Dataset excerpt
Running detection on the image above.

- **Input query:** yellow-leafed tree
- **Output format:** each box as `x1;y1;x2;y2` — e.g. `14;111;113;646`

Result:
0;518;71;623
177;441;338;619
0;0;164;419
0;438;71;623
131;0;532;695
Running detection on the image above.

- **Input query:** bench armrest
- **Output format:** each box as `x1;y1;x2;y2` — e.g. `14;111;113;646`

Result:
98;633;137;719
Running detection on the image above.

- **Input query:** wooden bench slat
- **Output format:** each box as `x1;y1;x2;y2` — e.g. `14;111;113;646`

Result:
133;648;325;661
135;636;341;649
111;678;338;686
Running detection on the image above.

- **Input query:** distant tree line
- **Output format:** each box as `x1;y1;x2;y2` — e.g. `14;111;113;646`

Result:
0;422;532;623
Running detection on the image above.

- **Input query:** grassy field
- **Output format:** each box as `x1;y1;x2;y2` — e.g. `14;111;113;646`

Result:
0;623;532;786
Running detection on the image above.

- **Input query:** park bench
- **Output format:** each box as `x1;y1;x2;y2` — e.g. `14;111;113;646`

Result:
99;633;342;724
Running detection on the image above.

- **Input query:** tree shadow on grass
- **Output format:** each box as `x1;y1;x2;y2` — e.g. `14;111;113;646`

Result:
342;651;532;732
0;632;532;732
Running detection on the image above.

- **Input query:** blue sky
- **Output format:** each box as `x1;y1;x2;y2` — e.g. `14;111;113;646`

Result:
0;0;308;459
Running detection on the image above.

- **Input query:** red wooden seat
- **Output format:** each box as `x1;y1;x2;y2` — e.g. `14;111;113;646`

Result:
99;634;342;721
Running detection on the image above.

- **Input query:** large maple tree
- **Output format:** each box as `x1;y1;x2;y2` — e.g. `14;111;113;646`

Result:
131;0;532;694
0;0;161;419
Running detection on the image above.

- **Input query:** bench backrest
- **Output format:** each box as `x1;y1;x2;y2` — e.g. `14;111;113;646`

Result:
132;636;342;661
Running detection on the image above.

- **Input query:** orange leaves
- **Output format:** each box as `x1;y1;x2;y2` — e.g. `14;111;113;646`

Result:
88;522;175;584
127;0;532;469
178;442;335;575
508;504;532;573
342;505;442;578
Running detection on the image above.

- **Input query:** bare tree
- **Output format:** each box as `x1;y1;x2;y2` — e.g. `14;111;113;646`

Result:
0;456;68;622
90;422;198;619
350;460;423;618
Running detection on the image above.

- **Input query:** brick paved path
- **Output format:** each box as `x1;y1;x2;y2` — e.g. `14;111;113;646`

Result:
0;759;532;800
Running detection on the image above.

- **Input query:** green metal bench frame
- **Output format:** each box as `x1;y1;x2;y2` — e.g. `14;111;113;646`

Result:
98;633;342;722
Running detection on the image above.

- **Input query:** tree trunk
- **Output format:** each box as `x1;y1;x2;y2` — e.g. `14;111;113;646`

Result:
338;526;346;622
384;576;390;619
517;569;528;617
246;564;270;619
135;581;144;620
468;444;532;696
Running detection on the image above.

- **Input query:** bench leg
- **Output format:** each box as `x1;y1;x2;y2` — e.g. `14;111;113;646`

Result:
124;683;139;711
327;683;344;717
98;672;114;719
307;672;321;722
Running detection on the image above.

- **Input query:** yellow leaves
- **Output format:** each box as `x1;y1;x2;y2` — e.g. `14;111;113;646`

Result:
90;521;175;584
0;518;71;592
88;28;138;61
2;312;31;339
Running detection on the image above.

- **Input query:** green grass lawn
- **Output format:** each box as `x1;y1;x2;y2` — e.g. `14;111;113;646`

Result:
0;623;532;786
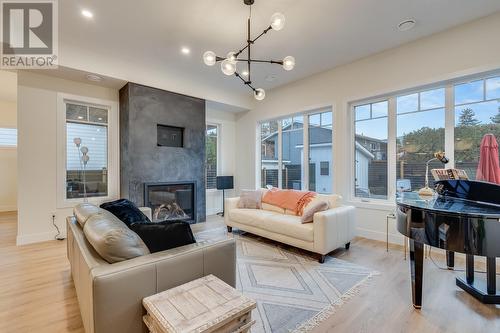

WHAT THIS TASK INVOLVES:
Copy the lines from the start of the items through the line holding "98;633;137;719", inclusive, changing "Input query" to "Search term" and leaving everything else as it is.

TASK RESPONSE:
Running detection on the image above.

- **Search term:** yellow-leafed tree
- **Output format:** each box as `x1;y1;x2;y2` — e.g. `14;111;113;646`

Result:
0;518;71;623
177;441;338;619
0;0;164;419
0;438;71;623
131;0;532;695
Running detection on the image above.

- **Search term:** bench armrest
- **Output format:** each box as `x1;y1;x2;y2` — e.g. `14;111;113;646`

Result:
98;633;137;719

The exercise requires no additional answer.